Task prompt
Repeat exactly each line of the data provided below.

[Records of labeled points]
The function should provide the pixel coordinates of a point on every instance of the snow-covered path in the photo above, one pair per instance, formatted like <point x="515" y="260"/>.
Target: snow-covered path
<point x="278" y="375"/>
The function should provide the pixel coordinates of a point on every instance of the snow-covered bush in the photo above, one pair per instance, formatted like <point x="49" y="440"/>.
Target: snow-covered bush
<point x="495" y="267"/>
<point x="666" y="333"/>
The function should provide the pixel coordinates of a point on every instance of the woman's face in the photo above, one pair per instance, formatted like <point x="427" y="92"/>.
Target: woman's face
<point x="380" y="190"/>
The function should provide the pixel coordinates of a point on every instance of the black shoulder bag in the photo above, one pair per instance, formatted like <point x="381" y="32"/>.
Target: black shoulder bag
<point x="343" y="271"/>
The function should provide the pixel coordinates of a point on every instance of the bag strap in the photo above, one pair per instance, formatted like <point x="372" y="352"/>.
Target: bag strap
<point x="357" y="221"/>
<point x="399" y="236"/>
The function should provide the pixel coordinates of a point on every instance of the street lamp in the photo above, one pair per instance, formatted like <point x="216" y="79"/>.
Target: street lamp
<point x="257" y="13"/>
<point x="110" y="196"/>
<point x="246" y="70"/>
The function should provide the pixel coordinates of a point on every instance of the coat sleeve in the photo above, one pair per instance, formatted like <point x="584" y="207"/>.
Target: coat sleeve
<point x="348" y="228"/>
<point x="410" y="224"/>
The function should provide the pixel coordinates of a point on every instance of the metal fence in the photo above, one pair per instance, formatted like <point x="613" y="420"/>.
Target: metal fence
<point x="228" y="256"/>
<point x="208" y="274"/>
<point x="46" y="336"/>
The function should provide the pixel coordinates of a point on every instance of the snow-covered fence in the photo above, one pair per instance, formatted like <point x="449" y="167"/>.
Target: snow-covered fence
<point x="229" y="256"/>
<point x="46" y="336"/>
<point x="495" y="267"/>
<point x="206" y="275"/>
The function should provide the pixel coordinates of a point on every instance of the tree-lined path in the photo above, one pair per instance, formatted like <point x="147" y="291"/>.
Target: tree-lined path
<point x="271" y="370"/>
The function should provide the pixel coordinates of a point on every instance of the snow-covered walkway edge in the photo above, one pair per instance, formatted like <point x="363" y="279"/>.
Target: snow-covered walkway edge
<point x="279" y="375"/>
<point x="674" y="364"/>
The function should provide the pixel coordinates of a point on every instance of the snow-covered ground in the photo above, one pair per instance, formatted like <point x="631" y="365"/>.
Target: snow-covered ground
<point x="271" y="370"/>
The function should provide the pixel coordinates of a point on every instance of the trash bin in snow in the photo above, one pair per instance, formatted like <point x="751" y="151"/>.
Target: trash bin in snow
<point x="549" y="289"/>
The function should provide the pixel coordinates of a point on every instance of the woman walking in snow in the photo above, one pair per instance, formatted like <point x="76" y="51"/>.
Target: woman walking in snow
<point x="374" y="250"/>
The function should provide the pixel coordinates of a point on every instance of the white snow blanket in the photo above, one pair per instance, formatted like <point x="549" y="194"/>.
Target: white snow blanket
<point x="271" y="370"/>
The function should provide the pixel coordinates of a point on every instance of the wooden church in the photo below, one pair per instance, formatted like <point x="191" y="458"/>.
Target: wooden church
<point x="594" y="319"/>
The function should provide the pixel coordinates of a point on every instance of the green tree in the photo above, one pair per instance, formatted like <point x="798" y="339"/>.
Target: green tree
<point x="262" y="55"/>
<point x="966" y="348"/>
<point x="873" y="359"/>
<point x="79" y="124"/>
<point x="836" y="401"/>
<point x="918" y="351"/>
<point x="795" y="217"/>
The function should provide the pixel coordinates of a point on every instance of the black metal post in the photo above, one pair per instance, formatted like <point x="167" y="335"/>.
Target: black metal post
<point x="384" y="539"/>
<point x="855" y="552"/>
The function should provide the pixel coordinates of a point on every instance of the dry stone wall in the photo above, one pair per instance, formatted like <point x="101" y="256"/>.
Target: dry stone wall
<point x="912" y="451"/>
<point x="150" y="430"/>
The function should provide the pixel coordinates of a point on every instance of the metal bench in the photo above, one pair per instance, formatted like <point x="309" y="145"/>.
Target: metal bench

Solution below
The function should provide the pixel coordinates of a point on every instance of the snow-covered path in the photo above, one pair per instance, formatted like <point x="515" y="260"/>.
Target: snow-covered path
<point x="278" y="375"/>
The function should provide the pixel coordinates of a point on every instance of the snow-covered bush in the photo above, one pair per instance, formatted like <point x="49" y="440"/>.
Target: snow-covered bush
<point x="495" y="267"/>
<point x="666" y="333"/>
The function should provide the pixel coordinates of a point on every instance of the woman's face in the photo above, one pair per instance, formatted like <point x="427" y="92"/>.
Target: woman's face
<point x="380" y="190"/>
The function should provide the pixel coordinates of a point on every instance of the black shoulder bag in the photo above, one pair per instance, formatted like <point x="381" y="32"/>.
Target: black shoulder bag
<point x="343" y="271"/>
The function should provide the pixel coordinates of a point on every instance of the bag strap in the photo above, one pair per instance, formatted like <point x="372" y="352"/>.
Target: bag strap
<point x="357" y="221"/>
<point x="399" y="236"/>
The function should provide the pixel coordinates of a point on every instance of the street lamp in the photo above, one pair per instance, formatted like <point x="216" y="79"/>.
Target: street lamp
<point x="257" y="13"/>
<point x="110" y="196"/>
<point x="246" y="70"/>
The function should provide the pixel coordinates of a point on every instance of the coat sleeve in the photo above, one pair per instance, formatted like <point x="584" y="207"/>.
Target: coat sleeve
<point x="348" y="228"/>
<point x="410" y="224"/>
The function should provide the pixel coordinates of a point on every instance of the metal fence in the photo above, one pair per instance, formatted like <point x="613" y="420"/>.
Target: metal fence
<point x="228" y="256"/>
<point x="208" y="274"/>
<point x="46" y="336"/>
The function should provide the pixel coordinates of a point on every instance of the snow-covered fence in the photo above, one pair per instance, formatted like <point x="449" y="167"/>.
Target: snow-covered fence
<point x="229" y="256"/>
<point x="46" y="336"/>
<point x="495" y="267"/>
<point x="206" y="275"/>
The function should provide the pixel coordinates of a point on every instance of the tree-lined path in the photo above, one pair per instance, formatted like <point x="147" y="291"/>.
Target: tree-lined path
<point x="271" y="370"/>
The function should provide the pixel coordinates of a point on every instance of the snow-covered walkway edge in the photo above, one pair per instance, formatted like <point x="363" y="279"/>.
Target: snow-covered walkway edge
<point x="279" y="375"/>
<point x="674" y="364"/>
The function should provide the pixel coordinates of a point on every instance of the snow-covered ground in the photo above, one pair per instance, formatted like <point x="631" y="365"/>.
Target: snow-covered ground
<point x="271" y="370"/>
The function should provide the pixel coordinates of a point on every instance of the trash bin in snow in the photo above, one pair per instance, formatted like <point x="751" y="151"/>.
Target: trash bin in snow
<point x="549" y="289"/>
The function should provide the pixel coordinates of a point on every instance of the woman walking in snow in the photo above, one pair per instance, formatted like <point x="76" y="51"/>.
Target: woman walking in snow
<point x="374" y="250"/>
The function should provide the pixel coordinates of a point on every instance of the white snow blanket in the photo above, one pair per instance, formatted like <point x="549" y="194"/>.
Target: white snow blanket
<point x="271" y="370"/>
The function should provide the pixel coordinates of a point on every instance of the wooden church in the photo below, one pair per instance, formatted like <point x="191" y="458"/>.
Target: wooden church
<point x="594" y="319"/>
The function should provide the pixel coordinates of a point on every instance of the green tree in the photo above, one pair per instance, formatted like <point x="798" y="339"/>.
Target: green tree
<point x="262" y="55"/>
<point x="966" y="348"/>
<point x="873" y="359"/>
<point x="79" y="124"/>
<point x="836" y="401"/>
<point x="918" y="351"/>
<point x="795" y="217"/>
The function should provide the pixel coordinates of a point on every instance of the black metal post in the photo above, one pair per instance, formatted like <point x="167" y="335"/>.
Target: black metal post
<point x="384" y="539"/>
<point x="855" y="552"/>
The function should provide the pixel coordinates of a point on every instance of the dry stone wall in the photo above, one pair per instance, formatted like <point x="101" y="256"/>.
Target: dry stone wall
<point x="912" y="451"/>
<point x="150" y="430"/>
The function should provide the pixel coordinates of a point on every instance of the metal bench in the photo above, one pair per instance, formatted like <point x="309" y="145"/>.
Target: metal bench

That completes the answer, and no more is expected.